─── Excerpt

The House of Saud does not forget, or forgive, the Palestinian track record of intra-Arab terrorism and treachery, most notably the 1990 Palestinian collaboration with Saddam Hussein’s invasion of Kuwait, which was the Palestinians’ most generous Arab host. Riyadh is convinced . . . that a Palestinian state would constitute another rogue anti-Saudi regime, [and that] the Palestinian Authority and Hamas [are] active or potential allies of Turkey’s Recep Tayyip Erdogan, Iran’s ayatollahs, Hizballah, and the Muslim Brotherhood, [all of] which aim to topple the House of Saud.

At the same time, Saudi ties with Israel have expanded substantially—militarily, commercially, technologically, medically, and agriculturally—despite the lack of progress on the Palestinian issue and in the face of mutual threats and challenges. [The] House of Saud . . . considers Israel an essential, reliable, and effective ally in the face of these threats. While the United States is, by far, a more significant ally of Saudi Arabia, its reliability was deeply eroded in Riyadh during the 2009-2016 U.S.-Iran honeymoon.

Israel’s posture of deterrence is based—to a large extent—on topographic high grounds (the Golan Heights and the Judea and Samaria mountain ridges), which have transformed Israel into a key regional force-multiplier, bolstering the national security of Jordan, Saudi Arabia, and other pro-U.S. Arab regimes. A retreat from these high grounds would demolish Israel’s posture of deterrence, denying Saudi Arabia and all other pro-U.S. Arab regimes a critical line of defense.

──────

→ Task instructions
A. Answer these questions using the excerpt on Saudi-Israeli ties:
(i) Which 1990 invasion does the excerpt say the Palestinians collaborated with?
(ii) During which years was American reliability deeply eroded in Riyadh?
(iii) Which two high grounds does Israel's posture of deterrence rest on?
B. Reproduce the part of the excerpt on Saudi-Israeli ties from "At the same" up to and including "2009-2016 U.S.-Iran honeymoon.", with no changes.
The material that comes next has nothing to do with this.

─── Data excerpts

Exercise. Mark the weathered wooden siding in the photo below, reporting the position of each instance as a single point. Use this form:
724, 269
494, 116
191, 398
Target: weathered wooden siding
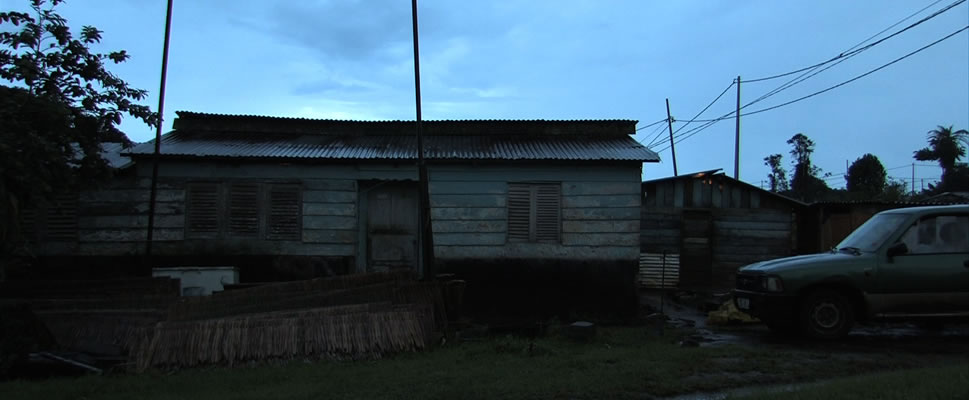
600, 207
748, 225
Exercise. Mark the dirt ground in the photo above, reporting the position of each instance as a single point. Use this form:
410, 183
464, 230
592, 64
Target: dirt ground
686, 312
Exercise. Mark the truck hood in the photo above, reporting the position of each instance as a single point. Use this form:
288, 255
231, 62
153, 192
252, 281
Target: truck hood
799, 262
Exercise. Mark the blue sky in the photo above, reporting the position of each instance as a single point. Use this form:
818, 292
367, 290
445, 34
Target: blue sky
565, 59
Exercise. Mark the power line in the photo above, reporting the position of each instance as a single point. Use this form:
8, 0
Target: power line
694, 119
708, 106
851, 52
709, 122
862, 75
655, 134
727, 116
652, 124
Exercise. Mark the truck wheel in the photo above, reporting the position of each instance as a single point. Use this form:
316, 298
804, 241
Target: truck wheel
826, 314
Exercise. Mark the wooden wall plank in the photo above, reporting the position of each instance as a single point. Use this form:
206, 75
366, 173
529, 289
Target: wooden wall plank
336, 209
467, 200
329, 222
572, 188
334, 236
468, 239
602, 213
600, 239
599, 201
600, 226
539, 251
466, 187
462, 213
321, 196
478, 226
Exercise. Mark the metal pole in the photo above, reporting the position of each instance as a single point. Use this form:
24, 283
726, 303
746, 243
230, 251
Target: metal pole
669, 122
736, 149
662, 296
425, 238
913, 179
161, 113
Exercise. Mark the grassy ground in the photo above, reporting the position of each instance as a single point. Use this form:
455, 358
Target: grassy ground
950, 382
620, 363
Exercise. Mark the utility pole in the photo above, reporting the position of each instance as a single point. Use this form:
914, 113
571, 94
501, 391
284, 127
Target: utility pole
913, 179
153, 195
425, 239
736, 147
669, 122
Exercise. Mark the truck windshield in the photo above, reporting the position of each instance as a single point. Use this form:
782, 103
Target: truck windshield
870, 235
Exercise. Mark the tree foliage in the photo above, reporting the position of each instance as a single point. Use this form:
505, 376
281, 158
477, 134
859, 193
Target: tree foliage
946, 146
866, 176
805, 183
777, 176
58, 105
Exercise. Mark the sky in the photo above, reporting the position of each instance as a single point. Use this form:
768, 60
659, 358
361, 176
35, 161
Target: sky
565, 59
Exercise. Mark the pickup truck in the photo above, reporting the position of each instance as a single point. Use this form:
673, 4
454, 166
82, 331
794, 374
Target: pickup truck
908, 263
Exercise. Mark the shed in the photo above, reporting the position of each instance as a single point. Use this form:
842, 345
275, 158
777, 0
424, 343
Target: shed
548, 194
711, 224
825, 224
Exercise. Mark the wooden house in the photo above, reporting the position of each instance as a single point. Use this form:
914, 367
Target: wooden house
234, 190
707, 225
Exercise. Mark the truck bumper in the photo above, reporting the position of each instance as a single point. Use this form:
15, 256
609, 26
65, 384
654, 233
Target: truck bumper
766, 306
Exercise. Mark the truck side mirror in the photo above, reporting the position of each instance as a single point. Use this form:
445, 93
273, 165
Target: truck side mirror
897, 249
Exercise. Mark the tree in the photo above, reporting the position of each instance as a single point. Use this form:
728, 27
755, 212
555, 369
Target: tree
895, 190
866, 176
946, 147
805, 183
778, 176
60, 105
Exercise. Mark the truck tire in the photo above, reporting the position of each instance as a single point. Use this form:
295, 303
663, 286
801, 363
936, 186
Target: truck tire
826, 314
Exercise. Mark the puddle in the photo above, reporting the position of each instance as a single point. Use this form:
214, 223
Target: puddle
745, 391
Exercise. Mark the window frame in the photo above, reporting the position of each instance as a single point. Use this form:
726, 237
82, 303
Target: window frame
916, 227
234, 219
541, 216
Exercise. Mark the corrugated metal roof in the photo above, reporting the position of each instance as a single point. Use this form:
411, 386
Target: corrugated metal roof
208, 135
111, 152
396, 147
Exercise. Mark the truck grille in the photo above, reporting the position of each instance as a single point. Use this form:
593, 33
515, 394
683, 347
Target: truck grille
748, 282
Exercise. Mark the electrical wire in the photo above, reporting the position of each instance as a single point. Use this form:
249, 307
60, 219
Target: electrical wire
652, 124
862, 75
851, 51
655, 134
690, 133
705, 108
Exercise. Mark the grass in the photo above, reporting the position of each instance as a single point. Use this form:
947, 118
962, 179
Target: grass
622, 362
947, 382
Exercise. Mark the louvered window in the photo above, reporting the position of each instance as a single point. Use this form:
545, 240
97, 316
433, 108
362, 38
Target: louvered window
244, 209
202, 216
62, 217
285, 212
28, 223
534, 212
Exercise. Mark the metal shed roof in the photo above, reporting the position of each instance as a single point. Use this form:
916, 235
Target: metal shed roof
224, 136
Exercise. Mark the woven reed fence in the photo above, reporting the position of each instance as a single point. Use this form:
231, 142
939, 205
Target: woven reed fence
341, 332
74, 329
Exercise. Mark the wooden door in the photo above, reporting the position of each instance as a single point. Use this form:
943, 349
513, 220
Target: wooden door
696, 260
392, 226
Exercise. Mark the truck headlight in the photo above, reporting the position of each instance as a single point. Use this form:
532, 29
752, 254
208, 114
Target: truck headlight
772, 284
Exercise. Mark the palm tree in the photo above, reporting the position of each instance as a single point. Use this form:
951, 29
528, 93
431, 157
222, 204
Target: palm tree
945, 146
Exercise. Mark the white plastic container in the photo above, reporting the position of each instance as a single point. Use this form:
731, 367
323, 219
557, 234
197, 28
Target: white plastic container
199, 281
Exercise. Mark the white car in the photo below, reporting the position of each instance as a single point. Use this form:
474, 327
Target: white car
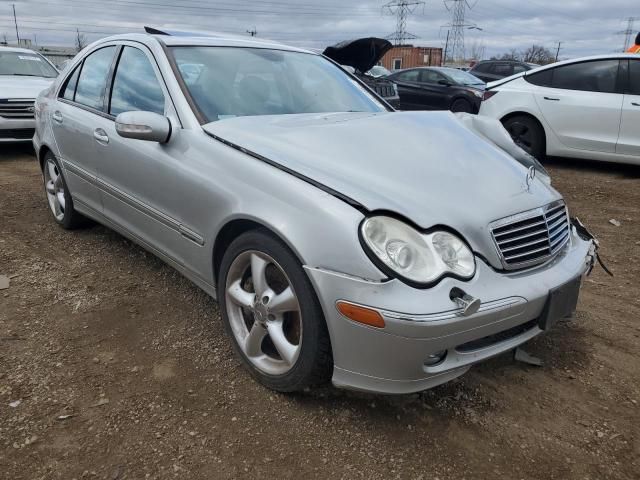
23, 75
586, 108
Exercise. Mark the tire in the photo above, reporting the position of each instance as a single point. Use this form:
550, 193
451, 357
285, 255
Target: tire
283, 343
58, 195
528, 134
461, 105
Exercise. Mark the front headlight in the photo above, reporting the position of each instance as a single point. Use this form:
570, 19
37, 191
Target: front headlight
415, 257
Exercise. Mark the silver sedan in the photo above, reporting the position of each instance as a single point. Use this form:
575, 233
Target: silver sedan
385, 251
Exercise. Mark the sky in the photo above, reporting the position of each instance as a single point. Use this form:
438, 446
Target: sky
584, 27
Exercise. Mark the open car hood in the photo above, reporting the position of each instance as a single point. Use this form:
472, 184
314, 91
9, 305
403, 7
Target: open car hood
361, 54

──────
─── Data excerpts

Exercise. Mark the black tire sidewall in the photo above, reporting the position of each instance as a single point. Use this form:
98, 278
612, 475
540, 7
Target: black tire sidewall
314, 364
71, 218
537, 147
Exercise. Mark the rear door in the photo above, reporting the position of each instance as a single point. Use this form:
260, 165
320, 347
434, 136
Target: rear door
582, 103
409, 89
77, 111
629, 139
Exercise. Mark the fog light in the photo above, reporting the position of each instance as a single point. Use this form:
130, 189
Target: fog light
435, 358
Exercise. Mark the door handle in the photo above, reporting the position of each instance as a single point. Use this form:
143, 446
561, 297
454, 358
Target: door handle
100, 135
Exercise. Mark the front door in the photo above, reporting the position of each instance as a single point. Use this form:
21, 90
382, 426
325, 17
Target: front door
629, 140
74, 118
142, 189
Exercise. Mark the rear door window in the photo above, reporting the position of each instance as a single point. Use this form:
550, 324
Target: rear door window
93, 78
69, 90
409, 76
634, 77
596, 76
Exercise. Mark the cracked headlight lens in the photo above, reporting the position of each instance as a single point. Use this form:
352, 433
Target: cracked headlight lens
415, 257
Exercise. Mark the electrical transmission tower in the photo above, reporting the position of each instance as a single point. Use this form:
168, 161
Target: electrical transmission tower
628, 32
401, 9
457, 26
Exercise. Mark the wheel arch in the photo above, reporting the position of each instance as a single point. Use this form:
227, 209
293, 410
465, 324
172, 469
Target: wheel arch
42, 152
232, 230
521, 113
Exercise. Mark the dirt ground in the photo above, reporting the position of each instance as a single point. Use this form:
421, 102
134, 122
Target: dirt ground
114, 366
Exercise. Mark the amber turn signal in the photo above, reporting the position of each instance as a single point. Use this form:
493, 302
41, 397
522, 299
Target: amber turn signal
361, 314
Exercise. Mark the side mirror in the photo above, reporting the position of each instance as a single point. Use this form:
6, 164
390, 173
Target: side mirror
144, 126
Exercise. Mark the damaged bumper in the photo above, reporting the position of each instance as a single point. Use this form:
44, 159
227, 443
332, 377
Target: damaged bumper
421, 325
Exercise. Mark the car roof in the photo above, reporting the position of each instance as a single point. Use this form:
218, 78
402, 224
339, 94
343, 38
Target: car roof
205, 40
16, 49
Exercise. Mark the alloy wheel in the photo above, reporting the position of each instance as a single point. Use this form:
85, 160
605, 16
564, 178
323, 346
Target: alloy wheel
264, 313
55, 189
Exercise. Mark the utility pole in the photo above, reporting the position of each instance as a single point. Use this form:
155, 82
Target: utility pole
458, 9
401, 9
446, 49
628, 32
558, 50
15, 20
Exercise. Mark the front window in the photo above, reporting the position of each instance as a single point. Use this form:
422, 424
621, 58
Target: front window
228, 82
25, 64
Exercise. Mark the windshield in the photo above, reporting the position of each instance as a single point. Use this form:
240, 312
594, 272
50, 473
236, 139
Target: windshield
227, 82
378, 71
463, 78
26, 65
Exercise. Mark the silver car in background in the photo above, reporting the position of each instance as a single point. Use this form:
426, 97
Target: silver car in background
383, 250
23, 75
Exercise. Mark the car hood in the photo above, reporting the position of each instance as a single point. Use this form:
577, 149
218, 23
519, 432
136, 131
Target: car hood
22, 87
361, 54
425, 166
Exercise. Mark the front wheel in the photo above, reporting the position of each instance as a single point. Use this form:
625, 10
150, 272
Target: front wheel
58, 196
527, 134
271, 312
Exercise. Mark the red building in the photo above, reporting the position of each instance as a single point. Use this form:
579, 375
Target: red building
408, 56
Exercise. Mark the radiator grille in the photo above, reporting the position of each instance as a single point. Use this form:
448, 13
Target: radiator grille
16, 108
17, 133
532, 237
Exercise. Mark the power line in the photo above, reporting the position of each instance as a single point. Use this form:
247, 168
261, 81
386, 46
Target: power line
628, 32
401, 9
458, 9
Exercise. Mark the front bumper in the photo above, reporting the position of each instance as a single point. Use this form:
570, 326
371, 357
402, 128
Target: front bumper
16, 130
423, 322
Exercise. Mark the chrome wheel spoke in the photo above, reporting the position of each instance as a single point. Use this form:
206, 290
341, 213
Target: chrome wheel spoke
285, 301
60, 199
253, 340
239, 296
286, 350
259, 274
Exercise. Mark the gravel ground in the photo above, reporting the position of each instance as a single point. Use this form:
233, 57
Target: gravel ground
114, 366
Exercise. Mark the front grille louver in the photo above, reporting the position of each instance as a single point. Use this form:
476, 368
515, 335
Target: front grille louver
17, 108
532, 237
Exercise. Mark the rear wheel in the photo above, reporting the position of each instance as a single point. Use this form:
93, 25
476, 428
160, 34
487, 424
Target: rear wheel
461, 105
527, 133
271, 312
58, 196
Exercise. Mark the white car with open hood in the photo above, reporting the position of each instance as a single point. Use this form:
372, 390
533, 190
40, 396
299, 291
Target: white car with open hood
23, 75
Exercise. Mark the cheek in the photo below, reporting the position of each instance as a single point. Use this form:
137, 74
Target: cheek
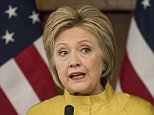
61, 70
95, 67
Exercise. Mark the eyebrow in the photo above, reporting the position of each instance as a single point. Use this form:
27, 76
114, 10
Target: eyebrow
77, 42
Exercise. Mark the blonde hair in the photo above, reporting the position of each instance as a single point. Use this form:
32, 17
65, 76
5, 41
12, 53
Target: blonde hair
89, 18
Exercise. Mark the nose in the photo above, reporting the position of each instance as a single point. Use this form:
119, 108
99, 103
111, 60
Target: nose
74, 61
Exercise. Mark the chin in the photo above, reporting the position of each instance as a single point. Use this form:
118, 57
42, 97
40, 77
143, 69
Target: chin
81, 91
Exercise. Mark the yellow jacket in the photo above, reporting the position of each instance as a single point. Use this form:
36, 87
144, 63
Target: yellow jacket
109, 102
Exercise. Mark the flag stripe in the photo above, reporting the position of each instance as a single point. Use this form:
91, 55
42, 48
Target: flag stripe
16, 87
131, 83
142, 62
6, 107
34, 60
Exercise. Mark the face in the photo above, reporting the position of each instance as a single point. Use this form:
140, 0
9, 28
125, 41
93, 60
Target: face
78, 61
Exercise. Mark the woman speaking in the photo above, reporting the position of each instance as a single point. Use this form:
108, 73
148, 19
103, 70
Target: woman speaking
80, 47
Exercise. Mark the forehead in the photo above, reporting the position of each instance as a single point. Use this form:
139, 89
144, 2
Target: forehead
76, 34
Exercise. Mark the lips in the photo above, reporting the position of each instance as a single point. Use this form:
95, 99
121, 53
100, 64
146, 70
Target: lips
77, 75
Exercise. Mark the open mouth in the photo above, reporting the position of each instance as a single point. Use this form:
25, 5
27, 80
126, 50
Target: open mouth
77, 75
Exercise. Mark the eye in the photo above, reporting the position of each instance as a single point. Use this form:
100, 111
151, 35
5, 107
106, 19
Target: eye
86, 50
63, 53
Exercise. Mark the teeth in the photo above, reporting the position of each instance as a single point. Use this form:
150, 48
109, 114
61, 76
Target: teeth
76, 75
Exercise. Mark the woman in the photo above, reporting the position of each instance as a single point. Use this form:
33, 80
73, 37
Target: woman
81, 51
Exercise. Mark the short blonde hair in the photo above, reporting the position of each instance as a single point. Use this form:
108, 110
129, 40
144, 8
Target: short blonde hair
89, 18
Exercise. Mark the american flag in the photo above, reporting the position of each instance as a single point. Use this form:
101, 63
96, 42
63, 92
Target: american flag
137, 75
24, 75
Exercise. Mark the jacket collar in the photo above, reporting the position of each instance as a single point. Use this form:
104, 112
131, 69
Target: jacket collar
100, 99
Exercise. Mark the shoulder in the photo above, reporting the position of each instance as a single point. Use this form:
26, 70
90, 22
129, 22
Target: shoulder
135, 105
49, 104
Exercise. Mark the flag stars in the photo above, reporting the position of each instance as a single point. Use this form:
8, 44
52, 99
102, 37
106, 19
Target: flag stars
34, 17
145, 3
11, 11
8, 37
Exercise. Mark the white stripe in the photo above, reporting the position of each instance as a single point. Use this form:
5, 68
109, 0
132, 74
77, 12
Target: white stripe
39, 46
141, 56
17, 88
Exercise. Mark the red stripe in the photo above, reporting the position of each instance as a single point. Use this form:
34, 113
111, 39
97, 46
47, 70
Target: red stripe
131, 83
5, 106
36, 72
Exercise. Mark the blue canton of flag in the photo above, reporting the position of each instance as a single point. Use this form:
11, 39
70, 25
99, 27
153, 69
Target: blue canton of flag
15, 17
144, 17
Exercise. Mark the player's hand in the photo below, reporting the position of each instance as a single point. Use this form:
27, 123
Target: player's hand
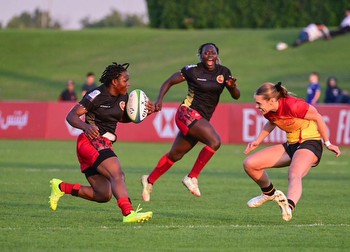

──────

→ Problem solutions
A.
(i) Saddam Hussein's invasion of Kuwait
(ii) 2009-2016, during the U.S.-Iran honeymoon
(iii) The Golan Heights and the Judea and Samaria mountain ridges

B.
At the same time, Saudi ties with Israel have expanded substantially—militarily, commercially, technologically, medically, and agriculturally—despite the lack of progress on the Palestinian issue and in the face of mutual threats and challenges. [The] House of Saud . . . considers Israel an essential, reliable, and effective ally in the face of these threats. While the United States is, by far, a more significant ally of Saudi Arabia, its reliability was deeply eroded in Riyadh during the 2009-2016 U.S.-Iran honeymoon.